(TEXT PROVIDED):
■ ■ ■ ■ ■ ■ ■
An absolutely brilliant piece of neoclassical doom - 96%

Noktorn, June 16th, 2011

Given Skepticism's previously exposed penchant for lengthy, ambient-tinged, deliberately composed works, it seems almost inevitable that the band would eventually choose to make a release composed of a single track- it's actually more surprising that of their discography, 'Aes' is the only record in such a vein. That being said, it's good enough that the band probably doesn't NEED another such release under their belt. Of all the overambitious, massive releases in the history of metal, 'Aes' is one of the best, and one of the only that doesn't collapse under the weight of its own ambitions. I guess it's to be expected that Skepticism of all bands would be one to pull it off, but it doesn't make 'Aes' any less fascinating or ultimately thrilling a release.

'Aes' is where the first strains of Skepticism's 'Farmakon' sound start to emerge, forming a neat bridge between the more traditional works of their earlier releases and the wandering, grey, somewhat experimental material that would define their latter era. To describe it more succinctly, 'Aes' sounds like something of a 50/50 combination of 'Stormcrowfleet' and 'Farmakon,' with many of the overtly depressive, straightforward elements of 'Lead & Aether' oddly absent. 'Aes' is not a release that indulges in the more purely melancholic feeling of codified funeral doom- instead, it takes a more circuitous and interesting route. Built off subtle, slow, delicately constructed changes in mood, melody, and rhythm, 'Aes' takes a great deal of time to get where it's going, but never stops being compelling for the listener.
■ ■ ■ ■ ■ ■ ■
(TASK REQUIREMENTS):
1. In the review, which Skepticism record is the only one in their discography made up of a single track?
2. Retype the review word for word, everything from "An absolutely brilliant" down to "thrilling a release.".
■ ■ ■ ■ ■ ■ ■
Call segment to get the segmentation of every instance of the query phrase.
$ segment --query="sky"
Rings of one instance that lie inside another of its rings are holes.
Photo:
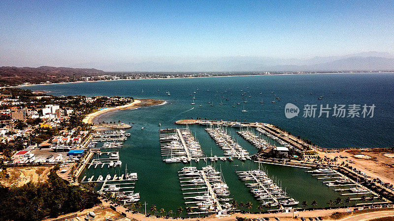
[[[392,0],[3,0],[0,66],[131,71],[228,57],[394,54],[393,11]]]

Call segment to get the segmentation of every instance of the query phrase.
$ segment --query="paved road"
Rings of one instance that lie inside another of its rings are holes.
[[[394,216],[394,211],[379,211],[364,213],[341,220],[341,221],[361,221],[372,218],[378,218],[388,216]]]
■ ■ ■ ■ ■ ■ ■
(PER-TASK ANSWERS):
1. 'Aes' is the only one.

2.
An absolutely brilliant piece of neoclassical doom - 96%

Noktorn, June 16th, 2011

Given Skepticism's previously exposed penchant for lengthy, ambient-tinged, deliberately composed works, it seems almost inevitable that the band would eventually choose to make a release composed of a single track- it's actually more surprising that of their discography, 'Aes' is the only record in such a vein. That being said, it's good enough that the band probably doesn't NEED another such release under their belt. Of all the overambitious, massive releases in the history of metal, 'Aes' is one of the best, and one of the only that doesn't collapse under the weight of its own ambitions. I guess it's to be expected that Skepticism of all bands would be one to pull it off, but it doesn't make 'Aes' any less fascinating or ultimately thrilling a release.